_Testo proposto_.
__________
Il Labirinto del Fauno: film culto di Guillermo del Toro

 

Il Labirinto del Fauno è il film del 2006 diretto da Guillermo del Toro e con protagonisti Ivana Baquero, Doug Jones, Sergi Lopez, Maribel Verdu e Alex Angulo.

Il Labirinto del Fauno trama

Il Labirinto del FaunoSpagna 1944: Francisco Franco ha ormai vinto con le sue truppe la guerra civile, scatenando repressioni e persecuzioni. La piccola Ofelia va a vivere con la mamma incinta e il patrigno, lo spietato capitano Vidal, in un avamposto sulle montagne dove permangono ancora dei nuclei di partigiani. Mentre intorno a lei si scatenano violenze e morti, Ofelia entra in contatto con un mondo fantastico, in cui un fauno le rivela che lei è la principessa perduta di un regno sotterraneo e che, per diventarlo, dovrà superare alcune prove particolarmente dure. Ofelia non si perde d’animo, mentre il mondo reale intorno a lei, precipita, fino al sacrificio finale.

Analisi  – Il Labirinto del Fauno

Lontano da Hollywood e dalle sue regole e affidandosi come cast e staff, salvo che per l’ottimo caratterista Doug Jones, a professionisti spagnoli, bravi ma al momento decisamente poco noti, Guillermo del Toro costruisce una fiaba nera e struggente, con parecchie suggestioni, a cominciare dal tema ricorrente ma qui riletto in maniera abbastanza originale delle prove da superare per conquistare qualcosa, qui un regno perduto che è metafora di altro, della felicità scomparsa, dell’innocenza, dell’assenza del male.

Scegliendo di ambientare la vicenda sul fondo di un’epoca con cui la Spagna non ha ancora fatto tutti i conti, in una guerra dove andarono a combattere contro Franco molti degli esponenti della meglio gioventù dell’epoca non solo iberica, Guillermo del Toro compie un’operazione coraggiosa, non nascondendo nulla della realtà di violenze e repressioni dell’epoca, contraltare al mondo magico di Ofelia, tanto che il film è giustamente vietato ai minori di 14 anni, e non solo appunto perché recupera l’aspetto orrorifico e spaventoso delle fiabe tradizionali, troppo spesso sacrificato in nome del politically correct, ma perché mette in scena anche orrori di cui si parla meno ma che sono successi, distruggendo le speranze e le vite di più di una generazione.
__________
_Esercizi da svolgere_.
• 1. Riporta alla lettera il passo del testo sul Labirinto del Fauno che va da "Il Labirinto del Fauno è" fino a "e Alex Angulo.".
• 2. Scrivi il seguito del testo sul Labirinto del Fauno, ripartendo subito dopo la sua ultima frase.

_Dati forniti_.
__________
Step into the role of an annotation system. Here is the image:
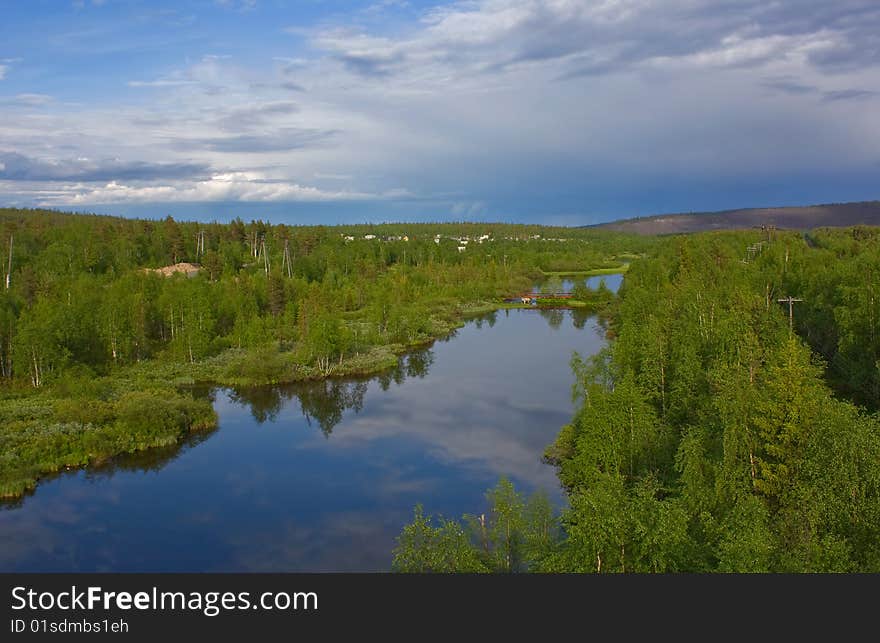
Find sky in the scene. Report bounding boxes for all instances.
__________
_Esercizi svolti_.
• 1.
Il Labirinto del Fauno è il film del 2006 diretto da Guillermo del Toro e con protagonisti Ivana Baquero, Doug Jones, Sergi Lopez, Maribel Verdu e Alex Angulo.

• 2.
Ofelia, dolce e tragica novella Alice in un paese delle meraviglie, porta gli spettatori in un mondo reale e fantastico, dove agli scenari naturali delle montagne spagnole, più nordiche e meno mediterranee, fanno da contraltare suggestioni fantastiche prese dalle tavole del disegnatore vittoriano Arthur Rackham, ma che rievocano anche, in una delle sequenze più terrificanti e riuscite, la pittura di Francisco Goya.

Coraggiosa anche la scelta di Guillermo Del Toro di dare un finale decisamente traumatico e non necessariamente lieto alla vicenda, anche se dipende tutto in fondo dal punto di vista. Una fiaba per adulti di varie età, che esalta la fantasia, ma anche la lotta contro ogni forma di sopraffazione, l’amore per i più deboli, il valore della memoria: e nella scena finale, come non pensare a tutte le altre piccole Ofelia che ci sono al mondo, in cerca di un universo di fantasia per evadere da realtà di violenza e guerra.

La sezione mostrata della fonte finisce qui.